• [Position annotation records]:
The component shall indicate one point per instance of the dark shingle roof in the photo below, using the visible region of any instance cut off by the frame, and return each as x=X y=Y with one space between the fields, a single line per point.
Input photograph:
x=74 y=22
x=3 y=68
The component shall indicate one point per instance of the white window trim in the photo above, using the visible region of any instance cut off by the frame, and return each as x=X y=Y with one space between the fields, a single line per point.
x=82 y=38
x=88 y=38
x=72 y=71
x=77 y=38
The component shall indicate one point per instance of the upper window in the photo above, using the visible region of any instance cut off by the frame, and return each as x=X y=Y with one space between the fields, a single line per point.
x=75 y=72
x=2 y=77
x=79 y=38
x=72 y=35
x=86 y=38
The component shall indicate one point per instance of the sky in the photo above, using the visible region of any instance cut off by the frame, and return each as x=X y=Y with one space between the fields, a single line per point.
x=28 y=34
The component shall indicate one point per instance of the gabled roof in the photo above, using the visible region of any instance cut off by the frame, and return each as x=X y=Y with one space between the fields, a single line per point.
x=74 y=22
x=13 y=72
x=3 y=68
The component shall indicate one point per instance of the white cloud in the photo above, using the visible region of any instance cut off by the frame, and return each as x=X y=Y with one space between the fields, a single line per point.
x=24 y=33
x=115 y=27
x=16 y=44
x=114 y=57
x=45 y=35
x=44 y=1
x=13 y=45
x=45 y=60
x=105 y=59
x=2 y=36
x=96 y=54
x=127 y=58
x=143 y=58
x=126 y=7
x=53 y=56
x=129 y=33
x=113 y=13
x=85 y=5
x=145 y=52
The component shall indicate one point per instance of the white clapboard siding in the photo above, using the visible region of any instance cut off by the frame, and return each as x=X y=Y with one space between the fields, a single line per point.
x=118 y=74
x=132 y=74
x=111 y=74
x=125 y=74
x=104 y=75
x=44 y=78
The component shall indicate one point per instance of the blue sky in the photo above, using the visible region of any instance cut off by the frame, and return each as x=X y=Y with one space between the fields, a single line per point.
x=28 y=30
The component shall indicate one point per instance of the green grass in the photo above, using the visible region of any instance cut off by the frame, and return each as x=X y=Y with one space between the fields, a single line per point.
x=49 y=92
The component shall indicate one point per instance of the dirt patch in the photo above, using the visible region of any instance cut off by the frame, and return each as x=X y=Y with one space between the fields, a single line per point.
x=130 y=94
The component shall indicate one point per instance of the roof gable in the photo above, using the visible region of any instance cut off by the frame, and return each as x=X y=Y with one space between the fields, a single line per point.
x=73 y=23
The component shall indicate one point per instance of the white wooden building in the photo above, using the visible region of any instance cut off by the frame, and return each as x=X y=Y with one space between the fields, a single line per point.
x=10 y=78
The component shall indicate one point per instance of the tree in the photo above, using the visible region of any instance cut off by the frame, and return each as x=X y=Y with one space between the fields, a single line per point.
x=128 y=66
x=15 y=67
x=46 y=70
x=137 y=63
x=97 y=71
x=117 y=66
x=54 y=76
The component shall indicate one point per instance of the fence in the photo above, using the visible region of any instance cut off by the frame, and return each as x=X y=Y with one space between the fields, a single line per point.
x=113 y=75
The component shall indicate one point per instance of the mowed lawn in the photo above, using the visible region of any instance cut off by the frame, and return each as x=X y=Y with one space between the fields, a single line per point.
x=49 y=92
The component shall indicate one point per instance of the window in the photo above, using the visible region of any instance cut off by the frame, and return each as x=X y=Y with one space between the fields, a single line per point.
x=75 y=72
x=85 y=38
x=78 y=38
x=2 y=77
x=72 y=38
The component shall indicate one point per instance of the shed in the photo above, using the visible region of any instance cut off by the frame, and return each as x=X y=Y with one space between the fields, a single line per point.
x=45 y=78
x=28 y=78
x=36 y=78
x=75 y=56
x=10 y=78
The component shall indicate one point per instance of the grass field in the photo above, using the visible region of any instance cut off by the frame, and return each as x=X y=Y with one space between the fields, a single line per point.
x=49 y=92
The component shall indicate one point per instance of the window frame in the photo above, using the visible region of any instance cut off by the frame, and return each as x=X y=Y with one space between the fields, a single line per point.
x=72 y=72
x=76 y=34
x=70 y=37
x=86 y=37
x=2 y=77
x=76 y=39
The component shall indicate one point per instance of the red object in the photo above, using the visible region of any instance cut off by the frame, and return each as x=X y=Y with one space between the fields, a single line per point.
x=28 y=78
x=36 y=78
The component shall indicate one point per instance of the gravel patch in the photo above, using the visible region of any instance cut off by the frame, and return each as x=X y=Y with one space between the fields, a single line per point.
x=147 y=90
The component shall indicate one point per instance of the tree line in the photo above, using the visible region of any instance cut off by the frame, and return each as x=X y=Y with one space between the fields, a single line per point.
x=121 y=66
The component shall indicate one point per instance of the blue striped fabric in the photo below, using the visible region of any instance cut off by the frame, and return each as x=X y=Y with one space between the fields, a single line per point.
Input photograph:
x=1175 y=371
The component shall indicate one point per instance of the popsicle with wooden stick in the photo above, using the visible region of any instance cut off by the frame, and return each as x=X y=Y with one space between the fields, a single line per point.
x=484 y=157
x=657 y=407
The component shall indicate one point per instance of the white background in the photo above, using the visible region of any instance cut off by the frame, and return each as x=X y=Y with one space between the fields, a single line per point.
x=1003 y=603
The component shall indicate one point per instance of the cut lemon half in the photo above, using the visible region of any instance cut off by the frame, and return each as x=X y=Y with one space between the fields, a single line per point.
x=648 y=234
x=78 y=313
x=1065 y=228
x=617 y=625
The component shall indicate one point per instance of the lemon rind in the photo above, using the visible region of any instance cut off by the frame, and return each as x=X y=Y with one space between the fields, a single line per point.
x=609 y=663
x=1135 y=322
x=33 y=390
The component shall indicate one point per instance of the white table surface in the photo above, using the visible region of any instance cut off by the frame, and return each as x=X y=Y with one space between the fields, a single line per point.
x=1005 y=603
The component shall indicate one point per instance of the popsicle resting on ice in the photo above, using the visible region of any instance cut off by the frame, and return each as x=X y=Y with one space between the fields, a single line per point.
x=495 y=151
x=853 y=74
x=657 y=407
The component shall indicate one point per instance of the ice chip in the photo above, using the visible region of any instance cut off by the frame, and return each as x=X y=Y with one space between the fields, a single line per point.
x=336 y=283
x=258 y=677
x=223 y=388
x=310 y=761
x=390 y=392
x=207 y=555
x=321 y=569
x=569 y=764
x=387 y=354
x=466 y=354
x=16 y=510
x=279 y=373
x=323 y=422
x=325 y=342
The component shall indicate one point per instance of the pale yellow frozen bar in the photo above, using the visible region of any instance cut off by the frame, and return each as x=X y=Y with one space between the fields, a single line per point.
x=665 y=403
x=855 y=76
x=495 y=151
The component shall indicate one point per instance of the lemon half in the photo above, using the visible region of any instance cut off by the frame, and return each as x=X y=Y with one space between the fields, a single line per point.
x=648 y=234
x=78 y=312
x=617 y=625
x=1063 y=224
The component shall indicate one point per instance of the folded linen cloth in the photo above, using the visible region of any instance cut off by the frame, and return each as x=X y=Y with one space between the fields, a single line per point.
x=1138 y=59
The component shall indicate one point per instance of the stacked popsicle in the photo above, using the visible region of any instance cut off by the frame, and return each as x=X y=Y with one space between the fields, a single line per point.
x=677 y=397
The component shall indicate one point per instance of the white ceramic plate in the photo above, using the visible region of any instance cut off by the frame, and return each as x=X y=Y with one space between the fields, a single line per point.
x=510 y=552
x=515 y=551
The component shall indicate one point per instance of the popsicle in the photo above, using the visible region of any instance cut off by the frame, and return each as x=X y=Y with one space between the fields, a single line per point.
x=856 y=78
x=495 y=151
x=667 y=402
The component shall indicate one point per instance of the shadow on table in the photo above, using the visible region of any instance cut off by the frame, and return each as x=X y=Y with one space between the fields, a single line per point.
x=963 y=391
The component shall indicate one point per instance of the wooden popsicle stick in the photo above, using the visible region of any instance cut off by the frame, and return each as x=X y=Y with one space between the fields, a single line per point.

• [PROBLEM DETAILS]:
Find the line containing "the popsicle in". Reproduce it exactly, along with every line after it through the last.

• [FINAL RESULT]:
The component shall indicate one point per instance of the popsicle in the photo above, using the visible region of any instance cut off by the frame, and return each as x=X y=Y with one space between the fields, a single line per point.
x=856 y=78
x=495 y=151
x=667 y=402
The component shall indicate one point per instance of the shadow on table in the photo above, using the visible region of any instance cut off by the frame, and return each as x=X y=Y with one space between the fields, a single line per point.
x=963 y=391
The component shall indicate one point per instance of the wooden popsicle stick in the photo above, using the visible region of any instance cut off by the frame, and return each as x=X y=Y with one space between the fields, a single line per point.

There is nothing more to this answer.